**Source excerpt**

Q seems to be much easier to use (and certainly easier to remember), but I've always found it handy to have the full power of SQL at my fingertips when needing to do a bunch of CSV manipulations.

pixelmonkey · on Nov 15, 2018

I think the csvkit CLI tool, csvsql, provides this functionality, too.

Tepix · on Nov 14, 2018

The perl CPAN module DBD::CSV also lets you do this. It was started in 1998 and still gets updates.

walshemj · on Nov 14, 2018

Text::CSV_XS is my goto module for csv just use that and whack it into MySQL postgress would be my advice.

singingfish · on Nov 15, 2018

nah sqlite is what you want when you want a step up from CSV.

walshemj · on Nov 15, 2018

Well all I want to do is ingest some Google analytics and combine it with the data from SEmRush

singingfish · on Nov 15, 2018

I just came to say this too. Turns out it was last updated in October 2018 :o

codeulike · on Nov 14, 2018

Real-world CSV files generally contain some or all of the following horrors:

- some strings enclosed in speechmarks, but some not

- empty fields

- speechmarks within strings

- commas within strings

- carriage returns within strings

How does Q do up against a CSV file with those traits?

setr · on Nov 14, 2018

All of your “horrors” seem...correct? Its comma delimited, so anything that is between two commas should be parsed without issue; if it’s a string with a comma in it, and unquoted, you simply have a broken csv file. If its quoted, than anything until the next (unescaped) quote is fine, including commas

Unless you’re trying to parse csv files with regexes, none of those should be difficult, or even unexpected, to handls with a PEG parser, or any equivalent device

Ofc if you’re accepting ambiguity then its just arbitrary how you handle it, but none of your examples afaict present any ambiguity (I’m assuming strings are either quoted or unquoted, with the former primarily allowing commas/newlines in strings; escaping exists as well; comma delimited columns, newline delimited rows)

Source records

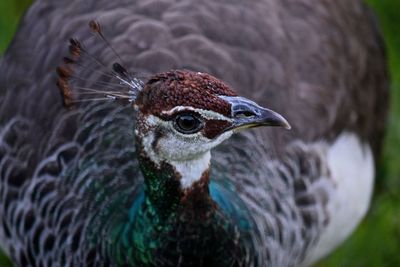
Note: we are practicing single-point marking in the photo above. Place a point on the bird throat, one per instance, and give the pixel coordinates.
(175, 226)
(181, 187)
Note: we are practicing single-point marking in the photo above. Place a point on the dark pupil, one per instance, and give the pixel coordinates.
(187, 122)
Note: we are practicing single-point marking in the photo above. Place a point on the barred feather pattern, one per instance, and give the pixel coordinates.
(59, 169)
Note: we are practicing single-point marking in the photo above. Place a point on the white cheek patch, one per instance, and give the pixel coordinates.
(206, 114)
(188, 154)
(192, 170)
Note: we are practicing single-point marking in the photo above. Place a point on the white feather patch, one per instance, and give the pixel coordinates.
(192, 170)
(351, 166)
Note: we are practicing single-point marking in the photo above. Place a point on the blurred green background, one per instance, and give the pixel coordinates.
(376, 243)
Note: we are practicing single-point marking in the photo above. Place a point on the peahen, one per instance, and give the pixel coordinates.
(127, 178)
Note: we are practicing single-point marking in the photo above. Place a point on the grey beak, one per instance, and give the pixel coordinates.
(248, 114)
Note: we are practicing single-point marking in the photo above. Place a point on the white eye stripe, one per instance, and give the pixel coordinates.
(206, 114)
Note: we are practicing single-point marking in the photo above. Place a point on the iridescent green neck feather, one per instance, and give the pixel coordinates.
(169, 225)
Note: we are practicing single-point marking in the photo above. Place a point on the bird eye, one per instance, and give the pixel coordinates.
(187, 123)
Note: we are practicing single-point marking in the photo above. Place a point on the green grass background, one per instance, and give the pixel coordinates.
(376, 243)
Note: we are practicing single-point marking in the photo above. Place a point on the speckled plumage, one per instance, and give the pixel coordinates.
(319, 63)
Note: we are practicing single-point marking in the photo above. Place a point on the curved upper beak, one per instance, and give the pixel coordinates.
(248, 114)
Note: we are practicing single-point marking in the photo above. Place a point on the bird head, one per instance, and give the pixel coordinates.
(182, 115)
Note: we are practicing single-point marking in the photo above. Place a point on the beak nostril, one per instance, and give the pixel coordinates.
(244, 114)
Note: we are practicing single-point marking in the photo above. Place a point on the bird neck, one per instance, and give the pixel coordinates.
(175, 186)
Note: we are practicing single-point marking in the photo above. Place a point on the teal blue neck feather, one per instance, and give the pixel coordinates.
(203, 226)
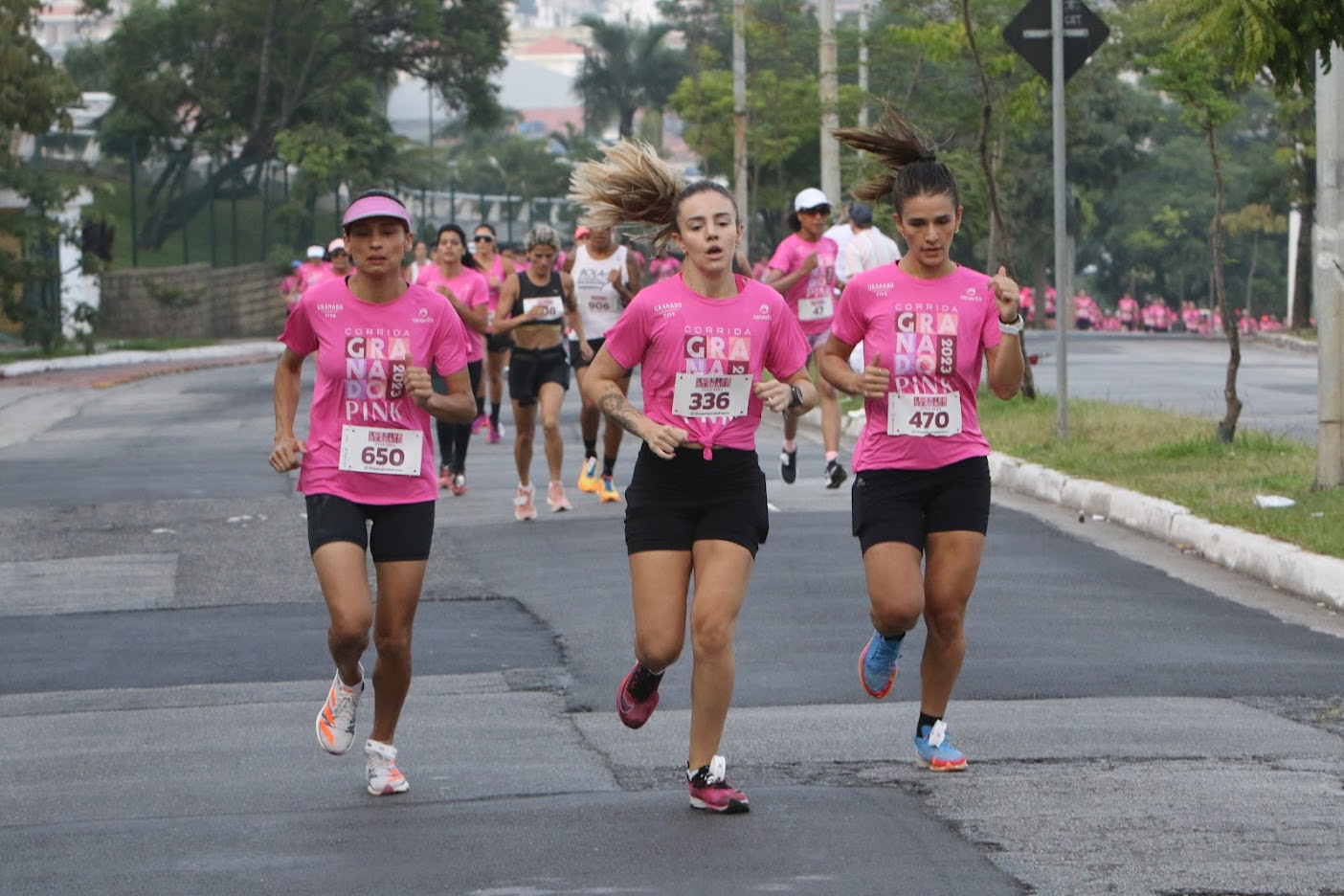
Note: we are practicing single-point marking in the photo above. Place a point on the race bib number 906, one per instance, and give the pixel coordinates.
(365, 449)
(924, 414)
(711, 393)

**Exercise details**
Continue the forum thread about querying CSV files with SQL, starting after its final comment.

**Answer to this problem**
em500 · on Nov 15, 2018

If you need to read to import CSV from someone else, there are tons of ambiguities. Do you interpret an empty field as an empty string or a NULL? If you've treated a column of unquoted digits as numbers so far, do you parse the first row with a non-number in that column as a NaN, NULL or string? If string, do you reinterpret all the previous column values as strings?

Many people are not in the position to just return the file to the client/boss and tell them they have a "broken csv file". (They'll tell you they saved it in Excel and it reads back fine, so the problem must be on your end. E.g.: https://stackoverflow.com/questions/43273976/escaping-quotes...)

codeulike · on Nov 14, 2018

Yes, it would be valid CSV. I suppose my point is that naive attempts to roll-your-own CSV parsers tend to fail on the points I listed. Hopefully Q does not do that.

Dylan16807 · on Nov 15, 2018

They do? Commas and quotes are the two basic features of CSV, so it seems very strange to forget to implement half.

83457 · on Nov 15, 2018

There is a lot of inconsistency out there. I have seen csv files saved in Excel not be import-able by Access because the latter doesn't handle breaks in fields correctly. I've seen csvs saved from various systems such as sql mngmnt studio grid view and wufoo exports not generate csv correctly. There are many lazy attempts at csv generators out there that just throw breaks between records and commas between fields and call it a day.

83457 · on Nov 15, 2018

And even if they do wrap all fields in double quotes it is very common to forget to escape double quotes in fields, then it depends on the parser as to whether it can determine the proper structure of the record.

barrkel · on Nov 15, 2018

More interesting: any kind of delimiter, including chars from utf8 and windows-1252, and you need to detect encoding too. And CSV embedded in CSV, a result of flattening an XML source. And fixed width files, not CSV but where you see CSV you may need to support. And let's not get into date parsing or other typed data, and type inference over sample files.

harelba · on Nov 18, 2018

Hi, q's creator here,

Any kind of input/output delimiter is supported (-d <delim> and -D <delim>), and also multiple encodings (-e <encoding>). Also, q performs automatic type inference over the actual data.

Encoding autodetection and fixed width files are not supported though.

barrkel · on Nov 19, 2018

The company I work for also does delimiter autodetection, quote character inference (from a limited set), and encoding inference (which is mostly limited to utf8 / windows-1252 / iso-8859-15, but it can't reliably differentiate latter two).

Avshalom · on Nov 15, 2018

Without diving into the source code I can only say Q pops up a couple times a year in either as posts or in cli recommendation threads so I suspect it's at least reasonably robust.

snazz · on Nov 15, 2018

For those reasons I much prefer tab-delimited files. Does anyone know if Q supports that?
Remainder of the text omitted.